**Tasks to perform**.
1) In the dm-crypt patch note, what does the default 512-byte sector with a 4 KiB bio_vec become?
2) Quote the dm-crypt patch note from "crypt_alloc_tfms() wraps the" up to and including "callers are unchanged.".

**Selection**.
▼

Submit one skcipher request per contiguous bio segment (a single
bio_vec) with data_unit_size = cc->sector_size, instead of one request
per sector.  E.g. the default 512-byte sector with a 4 KiB bio_vec
becomes one request of 8 data units; the crypto layer (the dun()
template, or a native driver) walks the per-sector IV as a data-unit
counter.  Because a bio_vec is one contiguous segment, the request uses
only the existing inline dmreq->sg_in[0]/sg_out[0] entry -- no per-bio
scatterlist allocation, and no regression on small random I/O.

crypt_alloc_tfms() wraps the skcipher in dun(<cipher>,<endian>) when
crypt_can_batch_dun() holds: an IV mode that is a data-unit counter (its
crypt_iv_operations sets dun_endian to the counter endianness -- "le" for
plain64, "be" for plain64be; non-counter modes such as lmk/tcw/eboiv
leave it NULL and are excluded), single-tfm, non-aead, and sector_size
512 or iv_large_sectors so the per-unit IV step is exactly one.  This is
the same kind of name rewrite as essiv(), done in the one alloc helper so
callers are unchanged.

DM_CRYPT selects CRYPTO_DUN and dun() resolves against a sync inner
cipher, so wrapping has no acceptable failure that the bare cipher would
survive -- there is no fallback; any error propagates.  (A config whose
only xts provider is async with no generic CRYPTO_XTS would now fail to
activate rather than silently run per-sector; generic xts is selected by
the dependency chain, so this does not arise in practice.)

crypt_convert_block_skcipher() handles both cases in one function: the
length is crypt_skcipher_len() -- a whole contiguous segment when
batching, else a single sector -- and data_unit_size is set
unconditionally (a dun() tfm reads it; a plain skcipher ignores it).  It
advances the bio iterators itself (as the aead path already does) and
reports the bytes processed, so crypt_convert() advances cc_sector /
tag_offset uniformly via one helper, no per-case duplication.

Verified byte-equivalent to the per-sector path: plain64 and plain64be
dm-crypt with dun() produce ciphertext bit-identical to an unpatched
kernel over a 256 MB device (xts-aes driving the split).

Signed-off-by: Leonid Ravich <lravich@amazon.com>
---
 drivers/md/Kconfig    |   1 +
 drivers/md/dm-crypt.c | 208 +++++++++++++++++++++++++++++++++---------
 2 files changed, 166 insertions(+), 43 deletions(-)

▲

**Raw records**.

▼

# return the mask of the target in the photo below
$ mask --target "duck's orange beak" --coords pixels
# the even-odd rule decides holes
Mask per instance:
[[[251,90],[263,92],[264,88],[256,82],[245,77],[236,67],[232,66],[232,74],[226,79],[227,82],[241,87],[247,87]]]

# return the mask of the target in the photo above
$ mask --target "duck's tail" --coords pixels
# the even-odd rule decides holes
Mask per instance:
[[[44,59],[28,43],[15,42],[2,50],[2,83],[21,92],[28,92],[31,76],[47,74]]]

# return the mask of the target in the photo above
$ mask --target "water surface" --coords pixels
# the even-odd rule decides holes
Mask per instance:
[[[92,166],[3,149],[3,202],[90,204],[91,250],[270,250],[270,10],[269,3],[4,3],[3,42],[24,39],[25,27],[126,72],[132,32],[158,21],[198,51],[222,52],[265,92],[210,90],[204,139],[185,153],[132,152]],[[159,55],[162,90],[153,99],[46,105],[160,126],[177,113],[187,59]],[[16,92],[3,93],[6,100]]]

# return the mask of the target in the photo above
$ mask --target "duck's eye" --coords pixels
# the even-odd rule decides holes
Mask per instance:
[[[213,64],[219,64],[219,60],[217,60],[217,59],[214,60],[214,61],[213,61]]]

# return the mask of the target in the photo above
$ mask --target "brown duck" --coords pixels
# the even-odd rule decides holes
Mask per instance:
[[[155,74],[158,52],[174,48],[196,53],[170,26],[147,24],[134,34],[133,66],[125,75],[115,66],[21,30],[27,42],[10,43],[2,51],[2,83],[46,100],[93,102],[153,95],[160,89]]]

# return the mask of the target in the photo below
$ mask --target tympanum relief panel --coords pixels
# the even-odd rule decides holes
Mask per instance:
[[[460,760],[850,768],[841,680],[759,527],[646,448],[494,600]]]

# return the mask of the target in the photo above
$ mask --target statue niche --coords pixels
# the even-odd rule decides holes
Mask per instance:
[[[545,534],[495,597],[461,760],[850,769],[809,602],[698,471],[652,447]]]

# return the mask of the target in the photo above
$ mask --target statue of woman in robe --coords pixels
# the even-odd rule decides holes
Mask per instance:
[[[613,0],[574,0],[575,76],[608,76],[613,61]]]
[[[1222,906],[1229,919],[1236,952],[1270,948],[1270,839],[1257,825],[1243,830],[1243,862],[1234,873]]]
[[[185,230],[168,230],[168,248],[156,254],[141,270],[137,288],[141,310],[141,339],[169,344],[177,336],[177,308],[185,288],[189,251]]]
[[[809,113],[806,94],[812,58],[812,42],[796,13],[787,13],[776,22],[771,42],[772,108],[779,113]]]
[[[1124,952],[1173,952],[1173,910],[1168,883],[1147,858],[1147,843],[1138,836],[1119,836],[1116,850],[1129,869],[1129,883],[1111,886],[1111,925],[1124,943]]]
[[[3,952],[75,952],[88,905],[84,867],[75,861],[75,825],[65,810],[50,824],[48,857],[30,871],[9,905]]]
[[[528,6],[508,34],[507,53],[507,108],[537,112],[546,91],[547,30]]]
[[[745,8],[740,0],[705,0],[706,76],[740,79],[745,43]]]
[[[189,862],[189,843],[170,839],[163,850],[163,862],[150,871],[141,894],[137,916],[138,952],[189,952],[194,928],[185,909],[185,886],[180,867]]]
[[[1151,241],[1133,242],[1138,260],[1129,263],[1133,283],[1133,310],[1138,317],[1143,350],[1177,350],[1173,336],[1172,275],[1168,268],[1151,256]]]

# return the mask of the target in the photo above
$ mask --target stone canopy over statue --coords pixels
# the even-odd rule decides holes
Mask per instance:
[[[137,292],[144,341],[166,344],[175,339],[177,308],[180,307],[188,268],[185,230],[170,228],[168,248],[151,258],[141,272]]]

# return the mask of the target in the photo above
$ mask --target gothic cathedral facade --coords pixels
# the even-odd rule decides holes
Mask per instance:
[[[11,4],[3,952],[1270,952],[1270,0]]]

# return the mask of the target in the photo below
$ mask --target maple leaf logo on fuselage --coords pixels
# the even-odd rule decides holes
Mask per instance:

▲

**Exercise responses**.
1) One request of 8 data units.

2)
crypt_alloc_tfms() wraps the skcipher in dun(<cipher>,<endian>) when
crypt_can_batch_dun() holds: an IV mode that is a data-unit counter (its
crypt_iv_operations sets dun_endian to the counter endianness -- "le" for
plain64, "be" for plain64be; non-counter modes such as lmk/tcw/eboiv
leave it NULL and are excluded), single-tfm, non-aead, and sector_size
512 or iv_large_sectors so the per-unit IV step is exactly one.  This is
the same kind of name rewrite as essiv(), done in the one alloc helper so
callers are unchanged.